What to do: Extract the stretch of the material from the line containing "black leg: detect & box" through the end, reproducing every line without change.

_____

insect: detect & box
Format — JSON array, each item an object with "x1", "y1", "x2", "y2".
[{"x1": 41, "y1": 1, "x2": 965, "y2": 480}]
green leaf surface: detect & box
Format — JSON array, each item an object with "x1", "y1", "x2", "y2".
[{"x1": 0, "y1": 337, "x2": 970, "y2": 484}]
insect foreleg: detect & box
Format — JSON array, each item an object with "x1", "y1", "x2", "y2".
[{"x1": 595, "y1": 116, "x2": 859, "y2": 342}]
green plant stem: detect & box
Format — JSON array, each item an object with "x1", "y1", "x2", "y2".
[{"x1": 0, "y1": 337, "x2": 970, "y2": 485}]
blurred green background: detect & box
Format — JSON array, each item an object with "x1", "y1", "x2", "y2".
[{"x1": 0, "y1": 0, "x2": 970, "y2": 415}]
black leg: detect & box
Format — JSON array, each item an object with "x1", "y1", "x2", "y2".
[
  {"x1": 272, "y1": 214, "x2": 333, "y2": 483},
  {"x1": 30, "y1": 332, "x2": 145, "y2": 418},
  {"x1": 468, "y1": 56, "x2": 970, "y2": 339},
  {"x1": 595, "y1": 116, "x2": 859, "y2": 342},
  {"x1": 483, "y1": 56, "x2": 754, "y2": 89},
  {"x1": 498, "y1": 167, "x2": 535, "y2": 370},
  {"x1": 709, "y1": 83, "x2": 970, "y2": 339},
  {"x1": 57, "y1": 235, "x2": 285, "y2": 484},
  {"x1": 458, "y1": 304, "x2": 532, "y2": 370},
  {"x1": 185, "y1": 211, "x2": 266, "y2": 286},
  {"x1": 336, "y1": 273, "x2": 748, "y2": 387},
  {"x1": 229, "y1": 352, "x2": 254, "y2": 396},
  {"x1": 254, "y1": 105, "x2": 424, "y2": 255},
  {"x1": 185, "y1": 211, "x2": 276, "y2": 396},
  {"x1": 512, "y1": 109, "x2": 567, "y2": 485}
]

_____

Finished answer:
black leg: detect & box
Format — JSON array, each item an object with "x1", "y1", "x2", "y2".
[
  {"x1": 272, "y1": 214, "x2": 333, "y2": 483},
  {"x1": 30, "y1": 332, "x2": 145, "y2": 418},
  {"x1": 468, "y1": 56, "x2": 970, "y2": 339},
  {"x1": 595, "y1": 116, "x2": 859, "y2": 342},
  {"x1": 483, "y1": 56, "x2": 754, "y2": 89},
  {"x1": 498, "y1": 167, "x2": 535, "y2": 370},
  {"x1": 709, "y1": 83, "x2": 970, "y2": 339},
  {"x1": 57, "y1": 235, "x2": 285, "y2": 484},
  {"x1": 458, "y1": 304, "x2": 532, "y2": 370},
  {"x1": 185, "y1": 211, "x2": 266, "y2": 286},
  {"x1": 336, "y1": 273, "x2": 748, "y2": 387},
  {"x1": 229, "y1": 352, "x2": 254, "y2": 396},
  {"x1": 254, "y1": 105, "x2": 424, "y2": 255},
  {"x1": 185, "y1": 211, "x2": 276, "y2": 396},
  {"x1": 512, "y1": 109, "x2": 567, "y2": 485}
]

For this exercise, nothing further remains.